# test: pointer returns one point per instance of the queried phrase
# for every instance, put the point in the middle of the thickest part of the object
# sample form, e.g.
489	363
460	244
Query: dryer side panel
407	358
=-=-=
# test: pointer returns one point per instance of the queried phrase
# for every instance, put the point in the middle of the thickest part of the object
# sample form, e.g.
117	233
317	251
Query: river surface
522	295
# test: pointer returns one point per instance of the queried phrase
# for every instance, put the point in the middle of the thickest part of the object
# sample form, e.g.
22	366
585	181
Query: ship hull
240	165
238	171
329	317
=-=-=
WORK TO COMPLETE: Pick out every line of the data above that contains the string "Query" and copy each one in full.

OUTPUT BELOW:
Query: dryer side panel
Query: river surface
Query: ship hull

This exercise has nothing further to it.